┌────────

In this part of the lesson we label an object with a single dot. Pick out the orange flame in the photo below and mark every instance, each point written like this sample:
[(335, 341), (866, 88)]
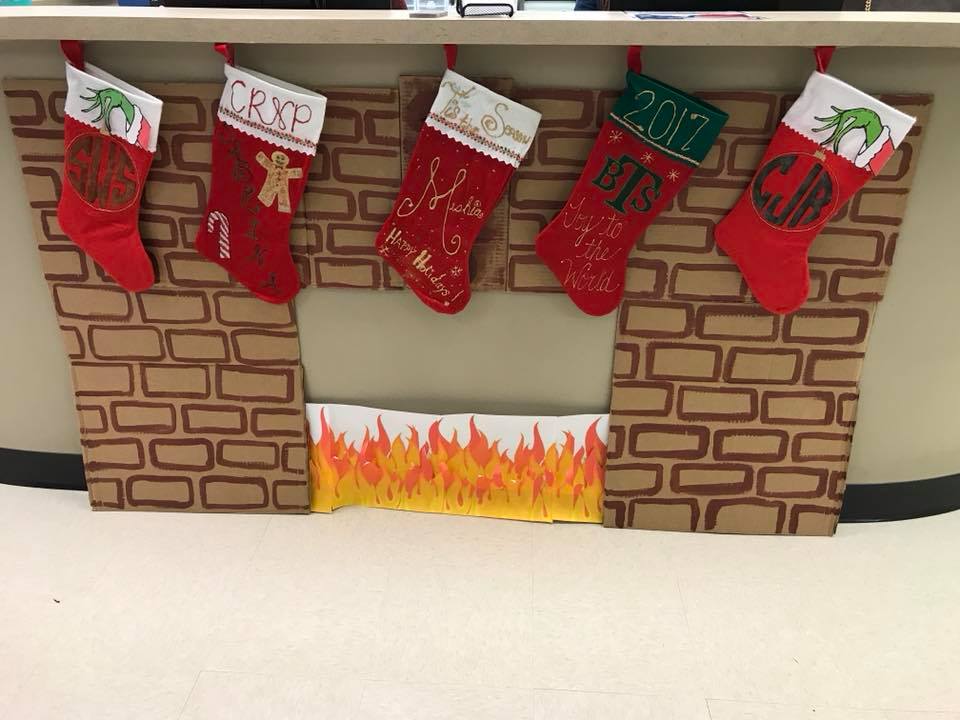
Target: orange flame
[(543, 483)]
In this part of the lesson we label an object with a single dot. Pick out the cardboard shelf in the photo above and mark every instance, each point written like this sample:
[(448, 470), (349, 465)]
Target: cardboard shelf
[(851, 29)]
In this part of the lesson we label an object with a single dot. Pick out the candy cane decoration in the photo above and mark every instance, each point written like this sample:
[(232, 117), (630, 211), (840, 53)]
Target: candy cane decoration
[(218, 217)]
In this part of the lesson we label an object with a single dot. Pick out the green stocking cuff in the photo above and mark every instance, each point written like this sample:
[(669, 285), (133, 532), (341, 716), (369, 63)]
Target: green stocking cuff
[(679, 125)]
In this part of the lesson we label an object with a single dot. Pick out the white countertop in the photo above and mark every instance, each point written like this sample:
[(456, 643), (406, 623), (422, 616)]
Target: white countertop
[(532, 27)]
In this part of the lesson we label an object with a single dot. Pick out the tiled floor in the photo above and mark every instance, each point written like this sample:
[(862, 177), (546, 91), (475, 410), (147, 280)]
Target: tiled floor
[(372, 614)]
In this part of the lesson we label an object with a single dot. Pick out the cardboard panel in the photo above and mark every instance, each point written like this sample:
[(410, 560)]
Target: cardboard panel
[(725, 418), (189, 395)]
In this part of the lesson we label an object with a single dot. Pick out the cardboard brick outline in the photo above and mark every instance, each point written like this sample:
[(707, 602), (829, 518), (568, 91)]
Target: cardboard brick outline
[(750, 424), (750, 377)]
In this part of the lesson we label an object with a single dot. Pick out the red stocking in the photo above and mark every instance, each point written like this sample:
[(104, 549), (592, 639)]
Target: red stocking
[(264, 139), (830, 142), (466, 153), (651, 143), (110, 136)]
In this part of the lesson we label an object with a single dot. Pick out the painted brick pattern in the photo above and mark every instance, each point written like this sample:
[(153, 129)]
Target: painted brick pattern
[(726, 418), (189, 395)]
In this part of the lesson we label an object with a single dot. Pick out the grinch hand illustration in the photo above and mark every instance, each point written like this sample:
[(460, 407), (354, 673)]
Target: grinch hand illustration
[(120, 116), (871, 150)]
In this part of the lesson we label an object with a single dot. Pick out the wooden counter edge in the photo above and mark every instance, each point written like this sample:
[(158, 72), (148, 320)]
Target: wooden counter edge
[(914, 29)]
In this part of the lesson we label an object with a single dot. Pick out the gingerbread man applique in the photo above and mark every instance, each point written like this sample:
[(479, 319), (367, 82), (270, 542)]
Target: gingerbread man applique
[(275, 185)]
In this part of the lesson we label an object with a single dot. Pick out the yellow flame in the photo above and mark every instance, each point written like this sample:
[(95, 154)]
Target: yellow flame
[(534, 482)]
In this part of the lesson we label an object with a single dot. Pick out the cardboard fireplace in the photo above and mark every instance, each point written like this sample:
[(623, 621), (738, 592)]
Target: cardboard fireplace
[(723, 416)]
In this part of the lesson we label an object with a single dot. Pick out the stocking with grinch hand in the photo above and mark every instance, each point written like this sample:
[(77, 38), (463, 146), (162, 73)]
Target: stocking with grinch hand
[(110, 135), (831, 141), (472, 141)]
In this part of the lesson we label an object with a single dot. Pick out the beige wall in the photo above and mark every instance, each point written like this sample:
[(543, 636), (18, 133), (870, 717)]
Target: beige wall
[(526, 353)]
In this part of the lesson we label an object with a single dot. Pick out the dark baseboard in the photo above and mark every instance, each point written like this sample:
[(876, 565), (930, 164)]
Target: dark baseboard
[(31, 468), (901, 501), (861, 503)]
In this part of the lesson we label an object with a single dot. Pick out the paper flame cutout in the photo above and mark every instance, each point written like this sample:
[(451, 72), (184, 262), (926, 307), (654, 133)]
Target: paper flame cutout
[(533, 482)]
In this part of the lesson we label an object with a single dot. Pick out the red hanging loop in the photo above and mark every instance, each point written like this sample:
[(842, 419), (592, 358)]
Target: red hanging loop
[(823, 53), (73, 51), (226, 49), (635, 59), (451, 53)]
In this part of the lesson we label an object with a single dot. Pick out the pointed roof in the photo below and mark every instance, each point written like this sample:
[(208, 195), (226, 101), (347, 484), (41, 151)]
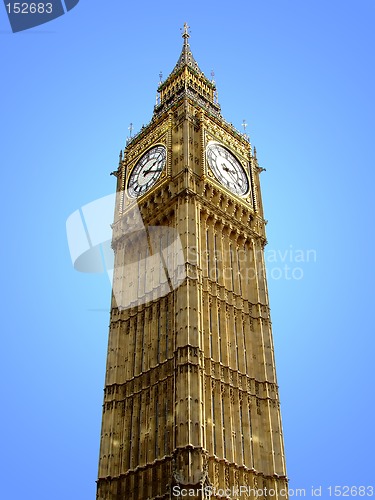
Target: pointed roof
[(186, 58)]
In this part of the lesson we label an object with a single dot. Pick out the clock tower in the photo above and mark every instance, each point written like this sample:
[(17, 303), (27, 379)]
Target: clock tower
[(191, 403)]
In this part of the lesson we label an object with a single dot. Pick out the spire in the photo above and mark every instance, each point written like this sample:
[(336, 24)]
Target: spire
[(186, 57)]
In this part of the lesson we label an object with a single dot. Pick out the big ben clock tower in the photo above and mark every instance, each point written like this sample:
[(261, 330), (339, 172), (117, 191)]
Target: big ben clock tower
[(191, 404)]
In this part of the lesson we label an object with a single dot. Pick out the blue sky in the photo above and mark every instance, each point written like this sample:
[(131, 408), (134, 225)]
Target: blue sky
[(302, 75)]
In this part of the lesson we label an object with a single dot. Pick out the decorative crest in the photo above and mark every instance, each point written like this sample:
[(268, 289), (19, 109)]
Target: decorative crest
[(186, 33), (186, 57)]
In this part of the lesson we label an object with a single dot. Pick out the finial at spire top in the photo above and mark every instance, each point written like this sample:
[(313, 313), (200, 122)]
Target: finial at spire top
[(185, 34)]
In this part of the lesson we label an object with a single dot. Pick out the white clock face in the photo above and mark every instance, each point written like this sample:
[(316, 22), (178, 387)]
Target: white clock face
[(227, 169), (147, 171)]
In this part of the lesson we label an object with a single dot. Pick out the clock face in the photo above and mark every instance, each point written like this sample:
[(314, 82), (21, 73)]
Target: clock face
[(147, 171), (227, 169)]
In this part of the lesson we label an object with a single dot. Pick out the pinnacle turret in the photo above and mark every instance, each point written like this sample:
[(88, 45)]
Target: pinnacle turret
[(186, 58)]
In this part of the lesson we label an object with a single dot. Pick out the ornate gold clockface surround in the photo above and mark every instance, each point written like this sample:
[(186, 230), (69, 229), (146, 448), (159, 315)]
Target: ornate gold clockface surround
[(227, 169), (147, 171)]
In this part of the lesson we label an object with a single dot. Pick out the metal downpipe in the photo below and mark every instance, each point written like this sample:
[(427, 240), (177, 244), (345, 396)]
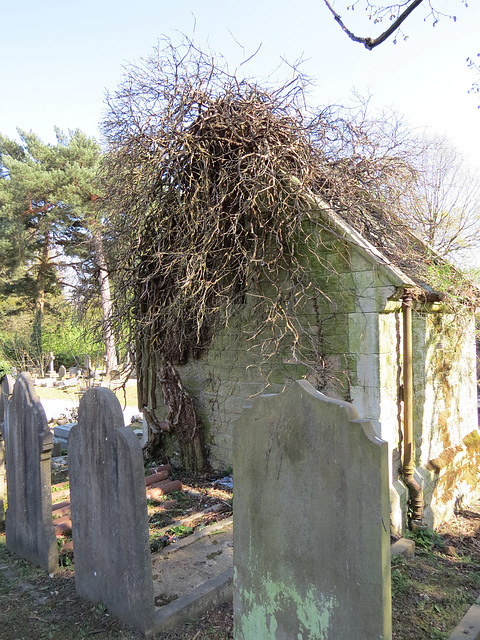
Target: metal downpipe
[(415, 500)]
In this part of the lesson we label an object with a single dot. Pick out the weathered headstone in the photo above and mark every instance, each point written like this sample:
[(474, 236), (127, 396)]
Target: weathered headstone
[(311, 534), (29, 441), (51, 365), (6, 390), (109, 511)]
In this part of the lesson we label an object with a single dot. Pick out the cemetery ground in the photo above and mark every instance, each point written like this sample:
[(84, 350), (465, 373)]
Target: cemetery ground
[(431, 592)]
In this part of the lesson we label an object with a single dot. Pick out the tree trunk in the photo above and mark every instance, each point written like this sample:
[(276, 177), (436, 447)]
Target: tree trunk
[(106, 301)]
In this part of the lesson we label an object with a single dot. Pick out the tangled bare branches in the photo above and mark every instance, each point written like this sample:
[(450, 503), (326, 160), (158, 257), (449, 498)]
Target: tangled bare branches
[(209, 178)]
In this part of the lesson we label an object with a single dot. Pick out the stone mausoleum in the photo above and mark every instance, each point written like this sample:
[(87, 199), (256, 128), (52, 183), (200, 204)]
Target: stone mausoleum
[(374, 301)]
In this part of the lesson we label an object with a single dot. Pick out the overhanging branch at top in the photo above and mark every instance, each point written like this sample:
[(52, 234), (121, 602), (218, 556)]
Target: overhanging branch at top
[(371, 43)]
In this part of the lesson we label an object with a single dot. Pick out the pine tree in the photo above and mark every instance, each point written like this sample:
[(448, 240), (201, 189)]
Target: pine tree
[(48, 212)]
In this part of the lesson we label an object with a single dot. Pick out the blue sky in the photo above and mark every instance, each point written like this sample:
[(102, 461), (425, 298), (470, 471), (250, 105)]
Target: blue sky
[(60, 57)]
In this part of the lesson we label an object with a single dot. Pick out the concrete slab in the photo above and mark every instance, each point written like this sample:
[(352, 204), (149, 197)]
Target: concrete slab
[(193, 575), (403, 547)]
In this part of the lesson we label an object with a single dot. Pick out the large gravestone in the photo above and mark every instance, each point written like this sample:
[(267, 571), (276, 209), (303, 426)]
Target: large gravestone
[(29, 441), (311, 534), (6, 390), (109, 511)]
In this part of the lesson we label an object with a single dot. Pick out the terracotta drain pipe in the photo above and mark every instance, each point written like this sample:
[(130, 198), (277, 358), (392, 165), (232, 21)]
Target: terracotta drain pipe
[(415, 490)]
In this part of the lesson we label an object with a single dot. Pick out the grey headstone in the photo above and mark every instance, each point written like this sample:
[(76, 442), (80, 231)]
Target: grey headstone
[(6, 390), (311, 535), (109, 511), (28, 521)]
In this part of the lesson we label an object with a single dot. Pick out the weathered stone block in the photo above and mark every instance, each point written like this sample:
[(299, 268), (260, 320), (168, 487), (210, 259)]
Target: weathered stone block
[(109, 511), (311, 535), (29, 441)]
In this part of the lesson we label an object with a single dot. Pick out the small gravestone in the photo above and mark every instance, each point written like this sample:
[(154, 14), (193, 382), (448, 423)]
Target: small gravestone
[(28, 520), (109, 511), (311, 535), (6, 390)]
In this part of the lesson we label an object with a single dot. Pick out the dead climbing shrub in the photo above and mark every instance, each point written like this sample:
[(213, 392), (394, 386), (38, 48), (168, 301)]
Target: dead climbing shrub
[(210, 180)]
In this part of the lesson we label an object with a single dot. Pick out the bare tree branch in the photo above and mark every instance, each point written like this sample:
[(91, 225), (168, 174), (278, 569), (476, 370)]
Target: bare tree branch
[(371, 43)]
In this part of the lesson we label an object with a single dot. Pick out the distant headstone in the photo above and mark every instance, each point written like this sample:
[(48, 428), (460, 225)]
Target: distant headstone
[(311, 535), (28, 522), (6, 390), (109, 511), (51, 366)]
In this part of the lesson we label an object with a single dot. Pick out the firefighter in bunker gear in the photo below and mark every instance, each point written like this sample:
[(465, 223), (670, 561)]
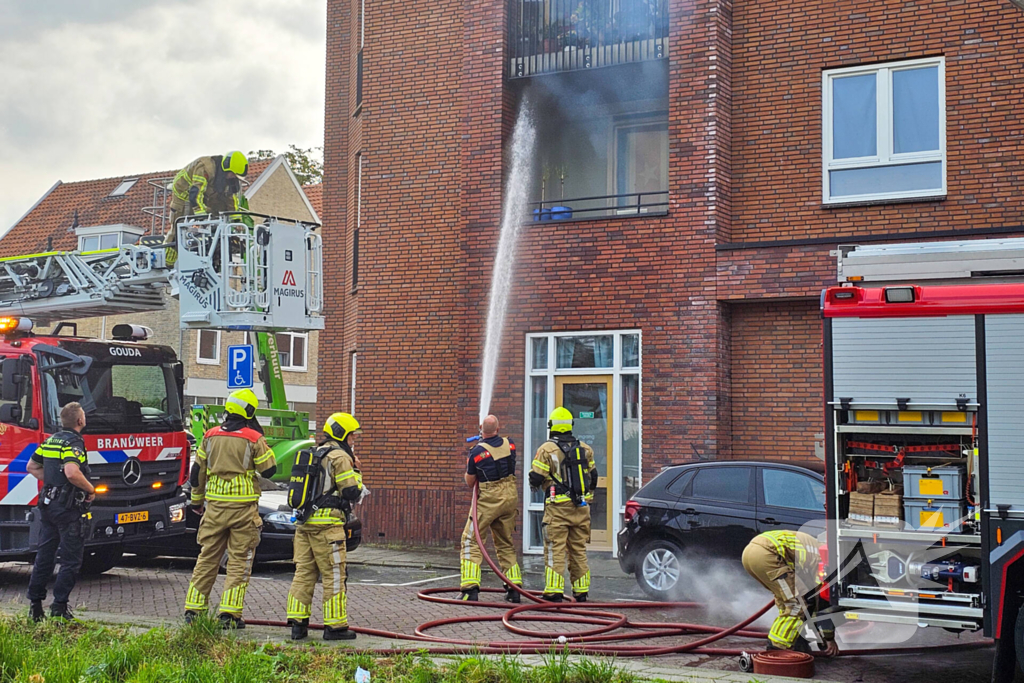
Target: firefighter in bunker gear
[(320, 541), (566, 510), (64, 507), (209, 184), (786, 563), (492, 468), (224, 476)]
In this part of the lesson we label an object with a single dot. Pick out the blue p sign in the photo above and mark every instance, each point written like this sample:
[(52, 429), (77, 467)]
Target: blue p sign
[(240, 367)]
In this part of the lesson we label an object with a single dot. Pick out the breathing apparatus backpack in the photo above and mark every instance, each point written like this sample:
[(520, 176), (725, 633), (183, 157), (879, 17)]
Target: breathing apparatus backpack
[(305, 484), (574, 472)]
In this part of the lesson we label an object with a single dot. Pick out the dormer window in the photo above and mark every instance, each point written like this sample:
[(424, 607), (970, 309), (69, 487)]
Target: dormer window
[(99, 238)]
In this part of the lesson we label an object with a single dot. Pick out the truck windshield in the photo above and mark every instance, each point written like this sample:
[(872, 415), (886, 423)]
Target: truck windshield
[(117, 398)]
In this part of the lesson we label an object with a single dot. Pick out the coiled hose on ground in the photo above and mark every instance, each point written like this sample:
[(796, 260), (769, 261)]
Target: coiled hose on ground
[(602, 632)]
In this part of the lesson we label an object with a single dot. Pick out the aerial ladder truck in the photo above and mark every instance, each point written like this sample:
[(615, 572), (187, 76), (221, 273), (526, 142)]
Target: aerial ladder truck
[(248, 272)]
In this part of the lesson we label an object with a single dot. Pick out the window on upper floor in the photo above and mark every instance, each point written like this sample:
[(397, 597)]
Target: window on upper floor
[(884, 132), (208, 347), (292, 350)]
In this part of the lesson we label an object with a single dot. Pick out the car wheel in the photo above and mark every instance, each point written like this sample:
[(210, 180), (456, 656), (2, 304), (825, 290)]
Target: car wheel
[(659, 568), (99, 560)]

└────────

# [GIVEN TASK]
Lay out the lines starting at the one that contains "out the dormer" and ending at the one that contains "[(117, 398)]" as a JSON list of strings, with one string per line, both end lines included and blank lines left out.

# [RESULT BELOW]
[
  "In this part of the lesson we label an object with a single dot. Pick out the dormer window in the photo above and mark every instance, each point written like this sample:",
  "[(424, 607), (970, 309), (69, 487)]",
  "Target: dormer window",
  "[(99, 238)]",
  "In this part of the lesson we label an object with a single dot. Pick out the truck windshield in the photo above and mark every instance, each point written like this sample:",
  "[(872, 415), (886, 423)]",
  "Target: truck windshield",
  "[(117, 398)]"
]